- Task instructions
Starting at the first entry below, repeat all the data word for word and drop the pictures.

- Recorded information
____________

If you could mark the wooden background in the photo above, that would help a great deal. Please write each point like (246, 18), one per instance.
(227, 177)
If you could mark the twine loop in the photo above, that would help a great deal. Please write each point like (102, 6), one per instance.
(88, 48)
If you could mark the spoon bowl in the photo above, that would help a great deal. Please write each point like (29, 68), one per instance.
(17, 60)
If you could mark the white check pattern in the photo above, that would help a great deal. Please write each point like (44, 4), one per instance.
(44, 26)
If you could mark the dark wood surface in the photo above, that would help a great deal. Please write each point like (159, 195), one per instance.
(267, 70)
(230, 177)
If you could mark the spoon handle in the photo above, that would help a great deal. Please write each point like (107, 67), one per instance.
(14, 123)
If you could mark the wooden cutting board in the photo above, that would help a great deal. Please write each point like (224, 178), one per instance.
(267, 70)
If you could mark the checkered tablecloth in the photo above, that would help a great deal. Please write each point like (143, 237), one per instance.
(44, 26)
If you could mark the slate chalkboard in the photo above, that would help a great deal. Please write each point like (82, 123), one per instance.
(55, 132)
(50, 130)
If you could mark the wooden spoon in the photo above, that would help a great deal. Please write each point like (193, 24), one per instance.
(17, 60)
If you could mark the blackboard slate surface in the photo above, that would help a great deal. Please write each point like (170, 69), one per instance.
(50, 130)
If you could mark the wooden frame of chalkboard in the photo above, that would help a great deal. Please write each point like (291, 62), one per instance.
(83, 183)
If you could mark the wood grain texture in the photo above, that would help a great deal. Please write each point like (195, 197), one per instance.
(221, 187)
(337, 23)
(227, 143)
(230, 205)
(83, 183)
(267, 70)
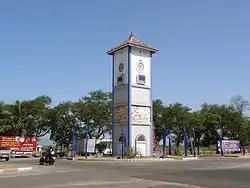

____________

- Answer area
If you could mark the wooden background in the photo above, that would help a great deal. Please write each point like (246, 18), one per instance.
(227, 177)
If you could mark the twine loop in the photo above, that would help a great deal. Please write each point like (102, 6), one per instance.
(88, 48)
If you could mark the spoon bowl in the photo above, that would help a great deal. Please write each point like (29, 68), one per instance.
(17, 60)
If you could mark the white check pattern in the photo above, that would help a great deal. Please write each point like (44, 4), one per instance.
(44, 26)
If you could mark the dark wood surface in the photo above, that would help a great deal. Please write each point like (159, 195), one per instance.
(267, 70)
(230, 177)
If you could mark the spoon handle in the photo above, that would help a great deal. Please write each point like (107, 67), one per instance.
(14, 123)
If you could mark the wooden cutting board in the photo above, that would help a great deal. Please write each point like (224, 178), one per instance.
(267, 70)
If you could mark the checkered tablecloth in the photo above, that would help a great deal. Please write each point like (143, 237), one per instance.
(44, 26)
If you could mark the slate chalkboard in the photo above, that would help a great deal. Please write each point like (82, 123), one per instance.
(55, 132)
(50, 130)
If you could mark the wooden spoon in the photo above, that would help a great deal. Please write each point like (193, 24), one per instance.
(17, 60)
If you could mark the blackboard slate surface in the photo above, that would help a great deal. Please write each point like (170, 69), one per instance.
(50, 130)
If you could mark the wooden frame of chalkboard in the photo above, that would help a great deal. Please write each point like (291, 62), one per instance.
(83, 183)
If you could mark the wood grain texture in the photo above, that would help a great deal. Please write each point like (195, 197), one per instance.
(221, 187)
(337, 23)
(227, 143)
(230, 205)
(83, 183)
(267, 70)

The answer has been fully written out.